Exercise goal: Extract every record, keeping each one exactly as it is.

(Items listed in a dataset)
------------------------------------
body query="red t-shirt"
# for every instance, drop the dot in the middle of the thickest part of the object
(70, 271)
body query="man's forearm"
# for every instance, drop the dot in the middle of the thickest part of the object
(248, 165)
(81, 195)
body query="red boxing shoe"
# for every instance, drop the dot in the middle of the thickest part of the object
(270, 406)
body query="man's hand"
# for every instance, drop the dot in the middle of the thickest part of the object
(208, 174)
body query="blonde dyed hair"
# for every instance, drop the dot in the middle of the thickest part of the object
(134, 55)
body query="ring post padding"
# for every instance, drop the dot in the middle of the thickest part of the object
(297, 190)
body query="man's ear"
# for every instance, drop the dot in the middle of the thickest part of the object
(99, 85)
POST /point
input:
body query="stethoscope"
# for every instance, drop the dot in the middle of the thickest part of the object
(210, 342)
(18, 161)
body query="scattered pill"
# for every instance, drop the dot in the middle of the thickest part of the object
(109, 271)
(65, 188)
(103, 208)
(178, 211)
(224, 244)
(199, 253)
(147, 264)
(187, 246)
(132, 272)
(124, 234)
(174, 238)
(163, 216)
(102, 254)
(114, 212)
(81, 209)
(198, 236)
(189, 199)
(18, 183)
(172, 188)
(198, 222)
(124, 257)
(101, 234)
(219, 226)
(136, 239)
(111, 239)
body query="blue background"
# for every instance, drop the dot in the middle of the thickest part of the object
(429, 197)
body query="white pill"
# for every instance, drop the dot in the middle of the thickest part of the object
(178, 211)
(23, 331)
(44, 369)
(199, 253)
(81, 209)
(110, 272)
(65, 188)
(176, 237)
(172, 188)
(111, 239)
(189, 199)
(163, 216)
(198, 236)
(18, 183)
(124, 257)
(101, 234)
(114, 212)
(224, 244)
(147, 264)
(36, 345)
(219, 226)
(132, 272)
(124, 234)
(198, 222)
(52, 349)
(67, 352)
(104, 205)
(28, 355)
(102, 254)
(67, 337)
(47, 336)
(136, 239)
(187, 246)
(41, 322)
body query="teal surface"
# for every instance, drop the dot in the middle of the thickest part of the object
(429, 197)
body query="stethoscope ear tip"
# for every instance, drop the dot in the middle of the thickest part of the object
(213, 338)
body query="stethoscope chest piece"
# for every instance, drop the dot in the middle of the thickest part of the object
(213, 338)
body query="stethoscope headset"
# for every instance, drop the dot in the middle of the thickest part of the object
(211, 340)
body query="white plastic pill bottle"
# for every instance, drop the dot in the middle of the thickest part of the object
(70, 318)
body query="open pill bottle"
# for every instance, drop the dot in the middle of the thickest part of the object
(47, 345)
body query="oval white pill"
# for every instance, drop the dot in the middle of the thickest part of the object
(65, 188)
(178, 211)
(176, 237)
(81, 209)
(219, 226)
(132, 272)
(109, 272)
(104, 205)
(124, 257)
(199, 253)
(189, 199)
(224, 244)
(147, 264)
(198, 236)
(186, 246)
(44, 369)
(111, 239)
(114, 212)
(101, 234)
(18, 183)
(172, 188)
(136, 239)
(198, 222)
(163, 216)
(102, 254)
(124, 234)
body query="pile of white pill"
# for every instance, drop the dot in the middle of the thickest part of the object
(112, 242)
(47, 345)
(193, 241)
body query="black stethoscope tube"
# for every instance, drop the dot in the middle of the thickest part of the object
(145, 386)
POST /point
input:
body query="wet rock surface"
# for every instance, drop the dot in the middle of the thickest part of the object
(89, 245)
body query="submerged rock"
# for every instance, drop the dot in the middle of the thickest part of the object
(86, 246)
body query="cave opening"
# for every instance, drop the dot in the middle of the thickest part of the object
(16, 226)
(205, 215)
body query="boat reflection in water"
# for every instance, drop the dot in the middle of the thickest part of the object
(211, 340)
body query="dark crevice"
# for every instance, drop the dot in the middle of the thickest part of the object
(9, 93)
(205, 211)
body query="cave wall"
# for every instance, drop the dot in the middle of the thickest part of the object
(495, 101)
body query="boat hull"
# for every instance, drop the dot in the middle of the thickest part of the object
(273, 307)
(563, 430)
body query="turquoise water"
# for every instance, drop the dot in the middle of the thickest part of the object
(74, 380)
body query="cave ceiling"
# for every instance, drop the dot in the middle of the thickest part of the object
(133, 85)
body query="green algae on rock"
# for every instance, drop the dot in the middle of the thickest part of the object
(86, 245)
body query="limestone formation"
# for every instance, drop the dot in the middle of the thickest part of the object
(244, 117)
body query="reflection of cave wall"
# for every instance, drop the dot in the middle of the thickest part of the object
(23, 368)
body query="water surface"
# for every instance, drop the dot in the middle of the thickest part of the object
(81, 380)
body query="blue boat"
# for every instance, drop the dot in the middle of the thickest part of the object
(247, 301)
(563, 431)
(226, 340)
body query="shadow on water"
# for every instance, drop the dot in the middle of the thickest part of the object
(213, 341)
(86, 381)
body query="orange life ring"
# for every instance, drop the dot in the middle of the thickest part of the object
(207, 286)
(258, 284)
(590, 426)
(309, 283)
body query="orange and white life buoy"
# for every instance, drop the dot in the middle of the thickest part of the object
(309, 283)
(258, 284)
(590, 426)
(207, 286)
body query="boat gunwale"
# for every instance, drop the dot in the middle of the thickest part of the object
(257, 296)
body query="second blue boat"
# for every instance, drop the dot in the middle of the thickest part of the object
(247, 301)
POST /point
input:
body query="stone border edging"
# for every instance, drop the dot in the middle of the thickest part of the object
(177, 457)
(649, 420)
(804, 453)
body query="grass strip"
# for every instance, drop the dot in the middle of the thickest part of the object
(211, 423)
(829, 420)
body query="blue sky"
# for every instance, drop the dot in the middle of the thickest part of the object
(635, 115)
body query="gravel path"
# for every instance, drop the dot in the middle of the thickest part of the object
------------------------------------
Exercise output:
body query="red t-shirt"
# for every instance, drop the dot in the middle of the thickest part of the object
(70, 271)
body query="man's forearm"
# for every instance, drop the dot in the middle of the thickest part of the object
(248, 165)
(81, 195)
body query="red boxing shoe"
# for every instance, drop the dot in the middle of the thickest part of the object
(270, 406)
body query="man's hand"
# for every instance, drop the dot in the middle of the thickest part of the object
(208, 174)
body query="blonde dyed hair"
# for every instance, drop the dot in the middle of the thickest part of the object
(134, 55)
body query="ring post padding"
# for every instance, drop the dot in the middle of the thickest part of the object
(297, 190)
body query="man's ear"
# for every instance, drop the dot in the middle of the thickest part of the object
(99, 85)
POST /point
input:
body query="stethoscope"
# for every instance, drop the dot in the middle of the thickest part of the object
(210, 342)
(18, 161)
body query="scattered pill"
# for every instance, drop the dot in the middle of the thickest part of the object
(109, 271)
(65, 188)
(103, 208)
(178, 211)
(224, 244)
(199, 253)
(147, 264)
(187, 246)
(132, 272)
(124, 234)
(174, 238)
(163, 216)
(102, 254)
(114, 212)
(81, 209)
(198, 236)
(189, 199)
(18, 183)
(172, 188)
(198, 222)
(124, 257)
(101, 234)
(219, 226)
(136, 239)
(111, 239)
body query="blue background"
# for every instance, drop the dot in the middle of the thickest part of the object
(429, 197)
body query="white pill"
# for every instance, drop the dot in the middle of the thickest part of the object
(178, 211)
(23, 331)
(44, 369)
(199, 253)
(81, 209)
(110, 272)
(65, 188)
(176, 237)
(172, 188)
(111, 239)
(189, 199)
(163, 216)
(198, 236)
(18, 183)
(124, 257)
(101, 234)
(114, 212)
(224, 244)
(147, 264)
(36, 345)
(219, 226)
(132, 272)
(124, 234)
(198, 222)
(52, 349)
(67, 352)
(104, 205)
(28, 355)
(102, 254)
(67, 337)
(47, 336)
(136, 239)
(187, 246)
(41, 322)
body query="teal surface"
# for every instance, drop the dot in the middle of the thickest part of the object
(429, 197)
body query="stethoscope ear tip"
# for every instance, drop the dot in the middle of the thickest part of the object
(213, 338)
body query="stethoscope chest piece"
# for every instance, drop the dot in the middle of the thickest part of the object
(213, 338)
body query="stethoscope headset"
# for every instance, drop the dot in the middle of the thickest part of the object
(211, 340)
body query="white plastic pill bottle"
# for every instance, drop the dot in the middle of the thickest part of the object
(70, 318)
body query="open pill bottle"
# for every instance, drop the dot in the middle of the thickest part of the object
(47, 345)
body query="oval white pill"
# for every instance, drop the dot in the middle of the thickest part of the object
(65, 188)
(178, 211)
(176, 237)
(81, 209)
(219, 226)
(132, 272)
(109, 272)
(104, 205)
(124, 257)
(199, 253)
(189, 199)
(224, 244)
(147, 264)
(198, 236)
(186, 246)
(44, 369)
(111, 239)
(114, 212)
(101, 234)
(18, 183)
(172, 188)
(136, 239)
(198, 222)
(163, 216)
(102, 254)
(124, 234)
body query="pile of white pill"
# for every instance, drop the dot in the middle of the thickest part of the object
(112, 242)
(47, 345)
(193, 241)
body query="black stethoscope tube"
# for every instance, drop the dot in the middle of the thickest part of the object
(145, 386)
POST /point
input:
body query="wet rock surface"
# for every instance, drop the dot in the middle of the thickest part of the object
(89, 245)
body query="submerged rock"
# for every instance, drop the dot in the middle of the thickest part of the object
(86, 246)
body query="cave opening"
# for every instance, drop the dot in the middle of the thickest part of the object
(16, 226)
(205, 215)
body query="boat reflection in water"
# for every instance, drop the dot in the middle of the thickest part of the object
(211, 340)
body query="dark crevice"
# for every instance, drop the dot in the middle of the thickest part of the object
(9, 93)
(205, 211)
body query="cave wall"
# for every instance, drop the dot in the middle of the thickest part of the object
(495, 101)
body query="boat hull"
# for every instance, drop the dot in the middle of the thickest part of the object
(273, 307)
(563, 430)
body query="turquoise water"
# for every instance, drop the dot in the middle of the thickest part of the object
(74, 380)
body query="cave ceiling"
# for every instance, drop the dot in the middle of the thickest part of the object
(133, 85)
body query="green algae on rock"
# for every instance, drop the dot in the middle of the thickest part of the object
(86, 245)
body query="limestone formation"
# for every instance, drop the dot in the middle of the thickest part of the object
(244, 117)
body query="reflection of cave wall"
# for every instance, drop the dot in the middle of the thickest part of the object
(23, 368)
body query="water surface"
# for every instance, drop the dot in the middle of the thickest part of the object
(81, 380)
body query="blue boat"
# for every instance, drop the dot in the middle of the thickest part of the object
(247, 301)
(563, 431)
(226, 340)
body query="shadow on water"
# for every instance, drop the dot in the middle of the thickest part of the object
(213, 341)
(86, 381)
body query="orange life ring"
# for every instance, drop the dot in the middle of the thickest part of the object
(207, 286)
(258, 284)
(590, 426)
(309, 283)
body query="orange and white life buoy"
# for every instance, drop the dot in the middle of the thickest part of the object
(309, 283)
(258, 284)
(590, 426)
(207, 286)
body query="boat gunwale"
# for every instance, drop the dot in the middle of the thickest part of the object
(257, 296)
body query="second blue boat"
# for every instance, drop the dot in the middle of the thickest part of the object
(247, 301)
POST /point
input:
body query="stone border edging"
# for every instance, drop the dot in the middle of the thickest part of the object
(177, 457)
(649, 420)
(804, 453)
body query="grass strip"
# for every instance, drop the dot in the middle of the thickest part of the object
(211, 423)
(829, 420)
body query="blue sky"
# for every instance, drop the dot in the middle of the thickest part of the object
(635, 115)
body query="gravel path"
# for every instance, drop the dot in the middle of the thickest part of the object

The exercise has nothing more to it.